Stored records:
####################
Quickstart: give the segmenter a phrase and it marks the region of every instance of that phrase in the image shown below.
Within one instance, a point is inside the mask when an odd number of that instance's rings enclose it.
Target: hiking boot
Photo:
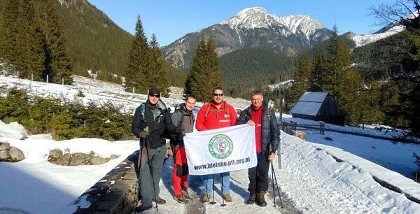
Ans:
[[[265,194],[265,191],[260,191],[258,193],[258,196],[257,197],[257,204],[259,206],[267,206],[267,201],[265,201],[265,199],[264,198]]]
[[[174,200],[176,201],[178,203],[186,204],[187,203],[187,200],[184,198],[182,194],[180,195],[174,195],[173,197]]]
[[[182,196],[186,198],[187,201],[192,201],[192,198],[188,194],[188,192],[182,190]]]
[[[156,204],[166,204],[166,201],[161,199],[159,196],[158,196],[156,197],[156,199],[153,199],[152,201],[156,201]]]
[[[210,201],[210,195],[206,193],[204,193],[202,201],[203,201],[203,203]]]
[[[153,206],[151,204],[140,204],[140,202],[139,202],[136,206],[136,208],[134,209],[134,211],[136,211],[136,213],[141,213],[141,212],[143,212],[144,211],[147,211],[147,210],[151,208],[152,206]]]
[[[226,202],[232,201],[232,197],[230,197],[230,194],[229,193],[223,194],[223,199],[225,199],[225,201],[226,201]]]
[[[249,199],[248,199],[248,201],[246,201],[246,204],[253,204],[254,203],[255,203],[256,197],[257,197],[257,195],[255,194],[255,192],[250,192],[249,193]]]

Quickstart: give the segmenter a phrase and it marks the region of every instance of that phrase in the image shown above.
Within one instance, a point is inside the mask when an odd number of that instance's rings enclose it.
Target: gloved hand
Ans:
[[[183,141],[183,137],[186,136],[183,133],[178,133],[176,134],[176,139],[178,141]]]
[[[149,134],[150,134],[150,132],[148,131],[148,130],[143,130],[143,131],[140,131],[140,134],[139,134],[139,137],[144,138],[147,137]]]

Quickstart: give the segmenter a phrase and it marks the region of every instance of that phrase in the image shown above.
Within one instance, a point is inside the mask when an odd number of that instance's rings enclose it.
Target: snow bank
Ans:
[[[0,134],[12,135],[3,140],[22,150],[26,157],[18,163],[0,163],[0,208],[19,208],[30,213],[60,213],[139,148],[136,141],[76,138],[55,141],[48,134],[30,136],[22,141],[13,136],[22,131],[21,127],[15,123],[0,124]],[[49,151],[55,148],[71,152],[92,150],[104,157],[111,155],[119,157],[102,165],[59,166],[47,161]]]
[[[419,213],[420,205],[372,175],[420,197],[420,185],[356,155],[281,133],[283,191],[304,213]]]
[[[17,122],[6,124],[0,120],[0,137],[21,139],[27,135],[24,127]]]

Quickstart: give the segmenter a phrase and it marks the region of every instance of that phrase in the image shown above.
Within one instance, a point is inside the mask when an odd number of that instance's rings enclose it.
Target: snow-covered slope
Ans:
[[[41,96],[43,97],[58,98],[72,101],[79,100],[83,104],[94,102],[98,105],[106,102],[112,102],[113,104],[121,106],[122,111],[134,114],[134,109],[139,106],[141,102],[147,99],[146,94],[132,94],[127,92],[121,85],[96,80],[79,76],[74,76],[73,79],[76,85],[62,85],[59,84],[46,83],[43,82],[31,81],[25,79],[15,78],[13,76],[4,77],[0,75],[0,87],[11,89],[27,90],[29,94],[33,96]],[[183,103],[182,89],[171,87],[172,92],[169,97],[162,97],[162,100],[171,107],[172,110],[175,106]],[[81,92],[85,97],[80,97],[77,94]],[[0,96],[5,94],[0,94]],[[232,104],[235,108],[244,109],[251,102],[243,99],[234,99],[225,97],[226,101]],[[197,103],[197,106],[202,106],[201,102]]]
[[[132,97],[131,93],[124,92],[120,90],[118,85],[80,78],[77,80],[77,85],[72,87],[0,77],[0,86],[29,89],[30,85],[31,93],[38,95],[67,94],[69,97],[81,90],[87,99],[119,101],[126,104],[128,108],[136,106],[138,102],[146,99],[146,95]],[[165,101],[176,104],[181,100],[169,98]],[[244,104],[239,101],[232,100],[232,103],[235,103],[237,106],[248,105],[248,103]],[[0,213],[59,213],[63,211],[63,213],[69,213],[67,206],[71,202],[138,148],[138,142],[134,141],[111,143],[95,138],[80,138],[56,142],[50,135],[29,136],[25,140],[20,140],[24,134],[27,134],[25,133],[23,127],[16,123],[6,124],[0,122],[1,141],[20,148],[26,157],[19,163],[0,163],[0,183],[4,184],[0,185]],[[360,138],[340,135],[332,137],[333,142],[336,143],[332,145],[335,147],[303,141],[281,133],[282,169],[277,169],[276,159],[274,166],[284,200],[292,201],[303,213],[420,213],[420,205],[409,200],[404,194],[419,199],[419,184],[356,155],[357,152],[349,153],[338,146],[340,144],[357,145]],[[388,149],[383,143],[377,143],[375,146],[378,150]],[[120,157],[99,166],[57,166],[49,163],[46,156],[50,150],[56,148],[69,148],[72,152],[93,150],[100,155],[115,154]],[[354,146],[352,148],[360,152],[369,152],[365,147]],[[387,155],[384,152],[371,153],[377,157],[379,153]],[[160,183],[160,196],[167,199],[167,203],[159,209],[162,213],[174,211],[184,213],[188,204],[179,204],[171,199],[172,166],[172,159],[169,159],[163,167],[162,180]],[[218,190],[215,193],[218,204],[204,205],[206,213],[284,211],[273,207],[271,194],[267,194],[268,206],[265,208],[244,204],[244,201],[248,197],[247,170],[233,171],[231,178],[233,201],[225,207],[218,206],[221,200],[217,196],[220,192]],[[375,179],[397,187],[402,193],[382,187]],[[272,178],[269,180],[271,182]],[[191,191],[200,195],[202,192],[200,177],[190,176],[189,180]],[[218,184],[217,186],[220,187]],[[271,190],[271,184],[270,187]],[[278,197],[276,199],[278,203]],[[154,211],[146,212],[155,213]]]
[[[357,35],[354,36],[351,39],[356,43],[356,47],[368,45],[369,43],[374,43],[380,39],[391,36],[402,31],[405,28],[402,26],[395,26],[387,31],[382,33],[365,34],[365,35]]]
[[[274,27],[284,27],[284,36],[304,34],[309,40],[309,36],[317,29],[324,28],[323,25],[312,17],[306,15],[292,15],[279,17],[270,14],[261,7],[248,8],[242,10],[232,18],[223,21],[220,24],[228,24],[232,29],[249,29],[255,28],[270,29]]]

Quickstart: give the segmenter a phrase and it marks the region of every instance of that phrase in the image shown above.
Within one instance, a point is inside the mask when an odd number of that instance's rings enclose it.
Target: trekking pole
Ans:
[[[222,173],[220,173],[220,180],[222,180],[222,188],[221,188],[222,189],[222,204],[220,204],[220,206],[226,206],[226,204],[225,204],[225,196],[223,194],[223,176],[222,175]]]
[[[137,160],[137,168],[139,169],[139,175],[136,175],[137,176],[137,181],[136,182],[136,192],[135,194],[136,195],[134,196],[134,211],[136,210],[136,206],[137,205],[137,204],[139,203],[139,200],[140,199],[139,198],[139,188],[140,186],[140,170],[141,169],[141,158],[143,158],[143,146],[144,145],[142,144],[140,146],[140,154],[139,154],[139,159]],[[134,211],[133,211],[134,212]]]
[[[146,127],[146,131],[148,131],[148,127]],[[150,178],[152,178],[152,185],[153,187],[153,194],[155,195],[155,204],[156,204],[156,212],[158,212],[158,201],[156,200],[156,190],[155,190],[155,179],[153,179],[153,173],[152,172],[152,163],[150,163],[150,156],[148,153],[148,148],[147,147],[147,141],[146,138],[143,138],[143,143],[146,147],[146,154],[147,155],[147,162],[149,165],[149,173],[150,173]]]
[[[213,174],[213,190],[211,192],[213,192],[213,196],[211,197],[213,201],[209,204],[214,205],[216,204],[216,202],[214,202],[214,174]]]
[[[271,163],[272,165],[272,172],[274,176],[274,180],[276,181],[276,186],[277,187],[277,193],[279,194],[279,199],[280,199],[280,207],[283,208],[283,201],[281,201],[281,195],[280,194],[280,190],[279,188],[279,183],[277,183],[277,177],[276,177],[276,173],[274,172],[274,166],[273,166],[273,163]],[[273,183],[273,189],[274,188]],[[274,201],[276,201],[276,198],[274,198]]]
[[[272,169],[272,184],[273,185],[273,198],[274,201],[274,207],[277,207],[276,205],[276,190],[274,190],[274,173]]]

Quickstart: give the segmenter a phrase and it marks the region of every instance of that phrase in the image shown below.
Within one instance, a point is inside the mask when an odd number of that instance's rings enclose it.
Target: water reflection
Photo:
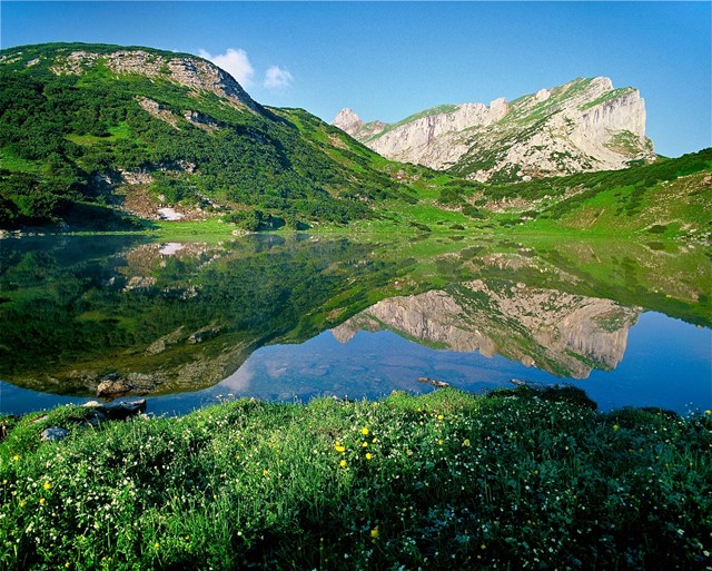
####################
### What the task requires
Filter the stored records above, keeping only the lines that contain the string "Target".

### The answer
Target: hiking boot
Target: gloved hand
Target: snow bank
Target: snow-covered slope
Target: trekking pole
Target: water reflection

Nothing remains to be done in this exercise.